• _DIRECTIVE_: Reproduce the data verbatim, beginning at the line containing "Can you find the apartment" and continuing through the line containing "pixel 654 631", both lines included.

--- start of LISTED RECORDS ---

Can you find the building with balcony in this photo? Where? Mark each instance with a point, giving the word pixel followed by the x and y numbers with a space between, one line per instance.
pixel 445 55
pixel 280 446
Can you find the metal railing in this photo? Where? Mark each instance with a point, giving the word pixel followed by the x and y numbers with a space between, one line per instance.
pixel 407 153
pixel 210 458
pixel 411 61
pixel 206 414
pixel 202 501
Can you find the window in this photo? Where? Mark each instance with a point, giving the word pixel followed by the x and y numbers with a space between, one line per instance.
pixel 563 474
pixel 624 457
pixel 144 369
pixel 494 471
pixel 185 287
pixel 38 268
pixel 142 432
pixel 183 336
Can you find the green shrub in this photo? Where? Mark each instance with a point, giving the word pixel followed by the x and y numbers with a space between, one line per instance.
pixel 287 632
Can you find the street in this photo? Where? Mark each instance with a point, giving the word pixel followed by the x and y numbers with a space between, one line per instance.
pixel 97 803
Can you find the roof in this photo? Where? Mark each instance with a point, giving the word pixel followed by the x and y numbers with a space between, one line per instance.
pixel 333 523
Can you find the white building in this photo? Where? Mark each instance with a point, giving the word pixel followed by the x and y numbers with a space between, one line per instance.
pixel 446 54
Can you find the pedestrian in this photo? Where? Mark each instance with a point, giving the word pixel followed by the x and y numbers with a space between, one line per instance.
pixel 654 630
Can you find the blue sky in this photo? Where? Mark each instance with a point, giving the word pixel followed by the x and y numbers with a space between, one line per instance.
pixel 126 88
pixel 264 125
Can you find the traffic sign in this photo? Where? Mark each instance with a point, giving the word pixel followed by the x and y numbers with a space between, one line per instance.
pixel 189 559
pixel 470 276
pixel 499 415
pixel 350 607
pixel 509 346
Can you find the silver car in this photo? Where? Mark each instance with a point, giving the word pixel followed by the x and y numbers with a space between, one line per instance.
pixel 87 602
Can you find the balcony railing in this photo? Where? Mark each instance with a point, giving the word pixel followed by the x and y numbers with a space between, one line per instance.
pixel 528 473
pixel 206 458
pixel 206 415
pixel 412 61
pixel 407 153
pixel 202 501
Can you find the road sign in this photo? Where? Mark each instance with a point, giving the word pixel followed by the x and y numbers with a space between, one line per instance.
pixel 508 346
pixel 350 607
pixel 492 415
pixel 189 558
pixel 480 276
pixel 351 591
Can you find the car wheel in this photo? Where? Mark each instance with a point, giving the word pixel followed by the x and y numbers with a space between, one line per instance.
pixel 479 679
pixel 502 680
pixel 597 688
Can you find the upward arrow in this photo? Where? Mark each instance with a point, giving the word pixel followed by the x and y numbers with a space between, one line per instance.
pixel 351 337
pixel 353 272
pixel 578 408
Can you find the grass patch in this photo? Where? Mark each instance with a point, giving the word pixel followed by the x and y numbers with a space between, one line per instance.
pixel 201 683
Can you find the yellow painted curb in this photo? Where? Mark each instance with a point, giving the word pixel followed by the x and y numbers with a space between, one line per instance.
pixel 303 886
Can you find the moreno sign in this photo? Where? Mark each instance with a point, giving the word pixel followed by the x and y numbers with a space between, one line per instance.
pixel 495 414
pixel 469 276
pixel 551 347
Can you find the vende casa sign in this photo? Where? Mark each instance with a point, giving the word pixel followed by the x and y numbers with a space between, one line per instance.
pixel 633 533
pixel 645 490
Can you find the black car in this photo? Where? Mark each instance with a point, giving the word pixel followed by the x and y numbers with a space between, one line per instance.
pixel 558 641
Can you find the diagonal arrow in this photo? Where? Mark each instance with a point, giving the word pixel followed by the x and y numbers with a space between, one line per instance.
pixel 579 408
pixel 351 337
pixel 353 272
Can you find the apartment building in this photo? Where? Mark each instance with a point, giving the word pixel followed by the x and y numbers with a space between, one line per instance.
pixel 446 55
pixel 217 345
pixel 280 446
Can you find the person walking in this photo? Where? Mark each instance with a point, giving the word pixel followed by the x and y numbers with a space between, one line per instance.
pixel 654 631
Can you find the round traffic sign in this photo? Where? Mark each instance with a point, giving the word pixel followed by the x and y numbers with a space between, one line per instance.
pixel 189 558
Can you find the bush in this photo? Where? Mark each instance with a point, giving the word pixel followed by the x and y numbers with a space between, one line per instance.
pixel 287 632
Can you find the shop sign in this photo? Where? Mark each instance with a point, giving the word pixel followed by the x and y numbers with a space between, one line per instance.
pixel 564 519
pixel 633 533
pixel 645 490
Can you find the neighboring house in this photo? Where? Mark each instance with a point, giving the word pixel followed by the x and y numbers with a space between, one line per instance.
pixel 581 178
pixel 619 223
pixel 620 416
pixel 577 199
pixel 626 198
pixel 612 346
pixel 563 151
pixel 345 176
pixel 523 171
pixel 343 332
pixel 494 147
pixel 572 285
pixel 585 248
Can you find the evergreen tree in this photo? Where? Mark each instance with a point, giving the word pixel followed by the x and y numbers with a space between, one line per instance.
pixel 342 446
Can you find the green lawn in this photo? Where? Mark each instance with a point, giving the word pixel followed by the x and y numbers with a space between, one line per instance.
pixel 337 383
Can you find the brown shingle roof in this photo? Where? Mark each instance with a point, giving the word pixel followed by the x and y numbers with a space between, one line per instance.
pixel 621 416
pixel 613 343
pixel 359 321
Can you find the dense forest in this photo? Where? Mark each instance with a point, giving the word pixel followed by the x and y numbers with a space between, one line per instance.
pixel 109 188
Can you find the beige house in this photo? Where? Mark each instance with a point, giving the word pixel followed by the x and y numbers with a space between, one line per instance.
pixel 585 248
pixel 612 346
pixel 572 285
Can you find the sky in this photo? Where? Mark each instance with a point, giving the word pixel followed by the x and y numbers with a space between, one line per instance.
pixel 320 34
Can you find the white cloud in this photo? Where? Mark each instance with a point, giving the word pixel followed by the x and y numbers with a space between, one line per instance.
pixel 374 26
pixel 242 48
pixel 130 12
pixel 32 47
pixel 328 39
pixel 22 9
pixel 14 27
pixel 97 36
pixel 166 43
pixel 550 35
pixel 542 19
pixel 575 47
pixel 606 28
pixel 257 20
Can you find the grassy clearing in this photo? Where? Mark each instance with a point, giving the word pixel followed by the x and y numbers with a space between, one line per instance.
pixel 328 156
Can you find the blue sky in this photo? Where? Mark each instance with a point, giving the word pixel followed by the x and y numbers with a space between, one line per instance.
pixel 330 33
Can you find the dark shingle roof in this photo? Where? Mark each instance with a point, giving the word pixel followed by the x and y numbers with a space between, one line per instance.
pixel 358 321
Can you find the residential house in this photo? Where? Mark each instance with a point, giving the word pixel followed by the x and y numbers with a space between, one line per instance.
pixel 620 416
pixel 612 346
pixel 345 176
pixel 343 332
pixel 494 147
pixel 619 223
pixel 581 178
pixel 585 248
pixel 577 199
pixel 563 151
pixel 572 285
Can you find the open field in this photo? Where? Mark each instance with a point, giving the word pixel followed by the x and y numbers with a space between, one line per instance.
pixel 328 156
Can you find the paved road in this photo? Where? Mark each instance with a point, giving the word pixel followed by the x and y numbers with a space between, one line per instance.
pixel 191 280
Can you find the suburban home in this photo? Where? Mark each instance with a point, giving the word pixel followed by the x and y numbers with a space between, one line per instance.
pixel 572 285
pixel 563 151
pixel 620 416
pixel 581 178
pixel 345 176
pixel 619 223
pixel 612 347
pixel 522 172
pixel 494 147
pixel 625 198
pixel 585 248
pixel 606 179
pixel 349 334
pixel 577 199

--- end of LISTED RECORDS ---
--- start of LISTED RECORDS ---

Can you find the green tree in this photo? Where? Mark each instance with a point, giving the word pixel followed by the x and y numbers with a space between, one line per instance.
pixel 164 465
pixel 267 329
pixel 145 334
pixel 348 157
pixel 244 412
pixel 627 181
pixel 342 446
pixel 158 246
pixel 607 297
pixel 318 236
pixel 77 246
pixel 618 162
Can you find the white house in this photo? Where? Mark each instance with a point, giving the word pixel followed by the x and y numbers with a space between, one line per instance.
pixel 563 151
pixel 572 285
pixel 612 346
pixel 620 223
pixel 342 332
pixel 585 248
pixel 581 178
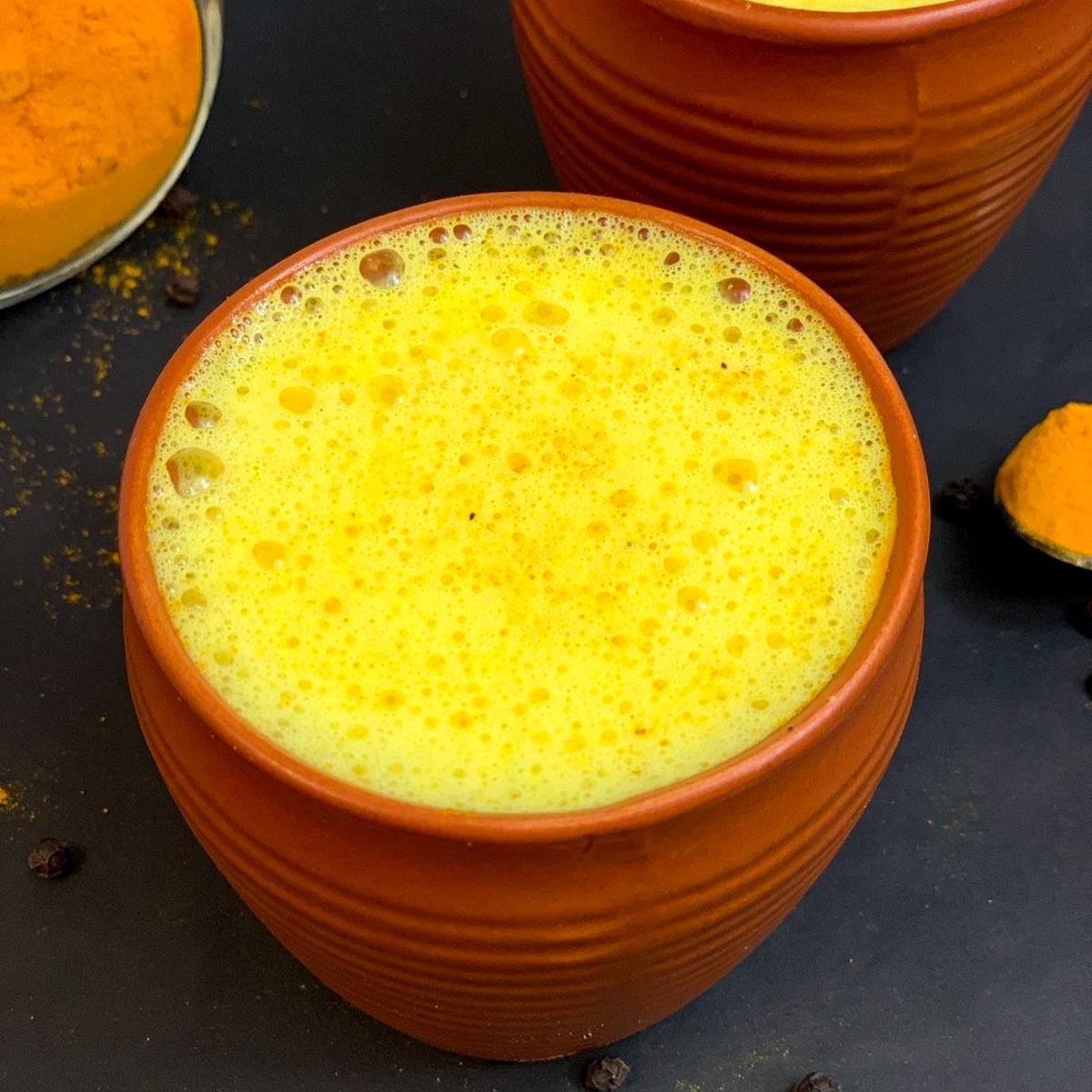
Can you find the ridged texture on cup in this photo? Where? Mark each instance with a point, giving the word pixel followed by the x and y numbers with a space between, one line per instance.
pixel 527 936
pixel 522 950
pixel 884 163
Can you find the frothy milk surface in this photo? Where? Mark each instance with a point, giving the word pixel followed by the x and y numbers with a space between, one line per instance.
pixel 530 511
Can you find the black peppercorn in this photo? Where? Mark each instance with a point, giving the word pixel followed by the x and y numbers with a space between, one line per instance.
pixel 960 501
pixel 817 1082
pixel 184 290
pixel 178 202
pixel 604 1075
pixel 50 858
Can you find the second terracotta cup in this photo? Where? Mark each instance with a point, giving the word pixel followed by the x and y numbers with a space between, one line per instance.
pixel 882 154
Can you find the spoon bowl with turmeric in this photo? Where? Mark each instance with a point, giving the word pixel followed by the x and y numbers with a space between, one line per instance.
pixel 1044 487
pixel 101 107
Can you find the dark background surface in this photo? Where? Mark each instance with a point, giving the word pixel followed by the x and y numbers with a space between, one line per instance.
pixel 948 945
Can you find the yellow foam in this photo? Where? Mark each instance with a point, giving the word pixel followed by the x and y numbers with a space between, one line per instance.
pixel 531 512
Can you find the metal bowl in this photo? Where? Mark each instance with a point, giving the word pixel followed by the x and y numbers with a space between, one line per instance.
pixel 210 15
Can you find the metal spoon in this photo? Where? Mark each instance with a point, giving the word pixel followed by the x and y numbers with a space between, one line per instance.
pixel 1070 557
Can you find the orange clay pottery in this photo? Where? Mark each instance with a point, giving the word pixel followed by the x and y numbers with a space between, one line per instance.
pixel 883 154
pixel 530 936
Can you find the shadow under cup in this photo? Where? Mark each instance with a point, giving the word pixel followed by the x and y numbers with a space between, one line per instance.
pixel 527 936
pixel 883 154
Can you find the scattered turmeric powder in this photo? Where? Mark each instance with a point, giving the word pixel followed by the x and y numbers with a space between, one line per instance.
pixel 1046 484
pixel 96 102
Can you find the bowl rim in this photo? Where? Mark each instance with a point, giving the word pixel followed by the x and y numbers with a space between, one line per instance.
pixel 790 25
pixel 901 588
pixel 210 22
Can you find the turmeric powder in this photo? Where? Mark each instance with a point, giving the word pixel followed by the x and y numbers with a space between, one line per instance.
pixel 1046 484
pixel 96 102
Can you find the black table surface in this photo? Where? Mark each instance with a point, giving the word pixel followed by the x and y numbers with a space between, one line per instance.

--- end of LISTED RECORDS ---
--- start of LISTED RECORDS ---

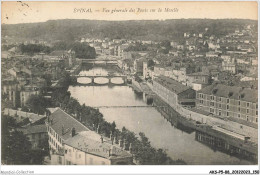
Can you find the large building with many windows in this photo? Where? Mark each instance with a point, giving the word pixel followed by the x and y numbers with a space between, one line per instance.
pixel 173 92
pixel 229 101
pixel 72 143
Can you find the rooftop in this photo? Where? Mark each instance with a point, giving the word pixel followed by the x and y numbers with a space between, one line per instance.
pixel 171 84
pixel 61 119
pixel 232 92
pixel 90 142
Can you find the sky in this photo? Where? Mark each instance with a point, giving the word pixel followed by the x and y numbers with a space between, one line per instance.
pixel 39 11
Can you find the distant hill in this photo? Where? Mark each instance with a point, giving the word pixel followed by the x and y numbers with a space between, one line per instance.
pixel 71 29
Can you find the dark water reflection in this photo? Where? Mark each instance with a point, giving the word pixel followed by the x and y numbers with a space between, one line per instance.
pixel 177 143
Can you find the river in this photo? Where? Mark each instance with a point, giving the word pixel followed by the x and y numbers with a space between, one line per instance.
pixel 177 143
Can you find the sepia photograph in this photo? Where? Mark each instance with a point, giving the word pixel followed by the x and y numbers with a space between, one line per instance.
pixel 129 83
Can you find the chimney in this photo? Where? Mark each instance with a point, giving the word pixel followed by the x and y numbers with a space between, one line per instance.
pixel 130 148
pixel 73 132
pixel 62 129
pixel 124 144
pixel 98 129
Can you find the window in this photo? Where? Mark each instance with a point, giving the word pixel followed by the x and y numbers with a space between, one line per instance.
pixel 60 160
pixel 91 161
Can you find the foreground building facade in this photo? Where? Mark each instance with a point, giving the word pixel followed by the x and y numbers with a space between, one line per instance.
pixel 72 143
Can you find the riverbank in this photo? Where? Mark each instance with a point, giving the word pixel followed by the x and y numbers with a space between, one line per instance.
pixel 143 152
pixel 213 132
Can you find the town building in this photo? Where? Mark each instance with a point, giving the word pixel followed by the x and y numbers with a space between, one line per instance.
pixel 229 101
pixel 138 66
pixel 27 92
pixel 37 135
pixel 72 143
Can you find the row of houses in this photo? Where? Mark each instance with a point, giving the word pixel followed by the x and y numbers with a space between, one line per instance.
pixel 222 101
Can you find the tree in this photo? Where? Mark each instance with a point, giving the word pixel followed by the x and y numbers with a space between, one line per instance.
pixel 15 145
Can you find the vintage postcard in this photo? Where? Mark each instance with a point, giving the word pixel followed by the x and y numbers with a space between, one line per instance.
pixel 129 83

--- end of LISTED RECORDS ---

• _TASK RESULT_:
Can you find the apartment building in this photo? Where? Mark each instance with a point, giving the word pixel followed by the x and y numbers with a space between, one line per instance.
pixel 446 55
pixel 217 345
pixel 280 446
Can you find the person walking in this photo? Where? Mark each instance with a point, giving the word pixel followed by the x and y numbers with a space between, one line per instance.
pixel 654 631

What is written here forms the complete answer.